◆ WHAT THE EXERCISE ASKS
Rewrite every line of the listing below as a Markdown table with two columns, Row and Line. Number each line in the Row column and skip any blank lines.

◆ RECORDS SUPPLIED
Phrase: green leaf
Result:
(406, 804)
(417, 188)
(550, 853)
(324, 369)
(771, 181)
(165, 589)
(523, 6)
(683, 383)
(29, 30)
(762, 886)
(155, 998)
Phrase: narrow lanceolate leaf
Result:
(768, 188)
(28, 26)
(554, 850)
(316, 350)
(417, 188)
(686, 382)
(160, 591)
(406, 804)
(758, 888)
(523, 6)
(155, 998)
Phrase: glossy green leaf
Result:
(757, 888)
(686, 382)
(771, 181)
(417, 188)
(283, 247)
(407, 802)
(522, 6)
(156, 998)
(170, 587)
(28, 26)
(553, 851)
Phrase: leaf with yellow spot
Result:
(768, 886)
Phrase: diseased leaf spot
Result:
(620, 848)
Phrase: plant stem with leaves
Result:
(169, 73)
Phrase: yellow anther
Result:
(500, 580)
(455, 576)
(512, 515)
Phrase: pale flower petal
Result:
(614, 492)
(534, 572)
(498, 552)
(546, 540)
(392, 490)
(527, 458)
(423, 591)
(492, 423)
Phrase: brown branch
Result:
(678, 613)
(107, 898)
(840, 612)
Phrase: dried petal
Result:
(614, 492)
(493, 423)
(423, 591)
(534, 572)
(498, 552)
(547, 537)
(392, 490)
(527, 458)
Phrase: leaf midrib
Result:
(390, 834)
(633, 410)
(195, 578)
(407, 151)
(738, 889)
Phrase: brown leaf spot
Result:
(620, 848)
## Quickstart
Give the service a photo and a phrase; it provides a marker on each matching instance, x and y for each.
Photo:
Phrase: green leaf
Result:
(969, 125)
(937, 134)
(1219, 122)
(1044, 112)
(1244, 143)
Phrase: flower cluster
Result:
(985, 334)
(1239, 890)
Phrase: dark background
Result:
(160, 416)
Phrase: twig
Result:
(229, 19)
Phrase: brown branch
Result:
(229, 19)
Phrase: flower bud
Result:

◆ ANSWER TO THE PROBLEM
| Row | Line |
|---|---|
| 1 | Phrase: green leaf |
| 2 | Result: |
| 3 | (406, 804) |
| 4 | (417, 188) |
| 5 | (550, 853) |
| 6 | (324, 369) |
| 7 | (771, 181) |
| 8 | (165, 589) |
| 9 | (523, 6) |
| 10 | (683, 383) |
| 11 | (29, 30) |
| 12 | (762, 886) |
| 13 | (155, 998) |
| 14 | Phrase: narrow lanceolate leaf |
| 15 | Result: |
| 16 | (768, 188) |
| 17 | (28, 26) |
| 18 | (554, 850) |
| 19 | (316, 350) |
| 20 | (417, 188) |
| 21 | (686, 382) |
| 22 | (160, 591) |
| 23 | (406, 804) |
| 24 | (758, 888) |
| 25 | (523, 6) |
| 26 | (155, 998) |
| 27 | Phrase: glossy green leaf |
| 28 | Result: |
| 29 | (757, 888) |
| 30 | (686, 382) |
| 31 | (771, 181) |
| 32 | (417, 188) |
| 33 | (283, 247) |
| 34 | (407, 802) |
| 35 | (522, 6) |
| 36 | (156, 998) |
| 37 | (170, 587) |
| 38 | (28, 26) |
| 39 | (553, 851) |
| 40 | Phrase: leaf with yellow spot |
| 41 | Result: |
| 42 | (768, 886) |
| 43 | Phrase: diseased leaf spot |
| 44 | Result: |
| 45 | (620, 848) |
| 46 | Phrase: plant stem with leaves |
| 47 | Result: |
| 48 | (169, 73) |
| 49 | Phrase: yellow anther |
| 50 | Result: |
| 51 | (500, 580) |
| 52 | (455, 576) |
| 53 | (512, 515) |
| 54 | Phrase: pale flower petal |
| 55 | Result: |
| 56 | (614, 492) |
| 57 | (534, 572) |
| 58 | (498, 552) |
| 59 | (546, 540) |
| 60 | (392, 490) |
| 61 | (527, 458) |
| 62 | (423, 591) |
| 63 | (492, 423) |
| 64 | Phrase: brown branch |
| 65 | Result: |
| 66 | (678, 613) |
| 67 | (107, 898) |
| 68 | (840, 612) |
| 69 | Phrase: dried petal |
| 70 | Result: |
| 71 | (614, 492) |
| 72 | (493, 423) |
| 73 | (423, 591) |
| 74 | (534, 572) |
| 75 | (498, 552) |
| 76 | (547, 537) |
| 77 | (392, 490) |
| 78 | (527, 458) |
| 79 | Phrase: leaf midrib |
| 80 | Result: |
| 81 | (390, 834) |
| 82 | (633, 410) |
| 83 | (195, 578) |
| 84 | (407, 151) |
| 85 | (738, 889) |
| 86 | Phrase: brown leaf spot |
| 87 | Result: |
| 88 | (620, 848) |
| 89 | ## Quickstart |
| 90 | Give the service a photo and a phrase; it provides a marker on each matching instance, x and y for each. |
| 91 | Photo: |
| 92 | Phrase: green leaf |
| 93 | Result: |
| 94 | (969, 125) |
| 95 | (937, 134) |
| 96 | (1219, 122) |
| 97 | (1044, 112) |
| 98 | (1244, 143) |
| 99 | Phrase: flower cluster |
| 100 | Result: |
| 101 | (985, 334) |
| 102 | (1239, 890) |
| 103 | Phrase: dark background |
| 104 | Result: |
| 105 | (160, 416) |
| 106 | Phrase: twig |
| 107 | Result: |
| 108 | (229, 19) |
| 109 | Phrase: brown branch |
| 110 | Result: |
| 111 | (229, 19) |
| 112 | Phrase: flower bud |
| 113 | Result: |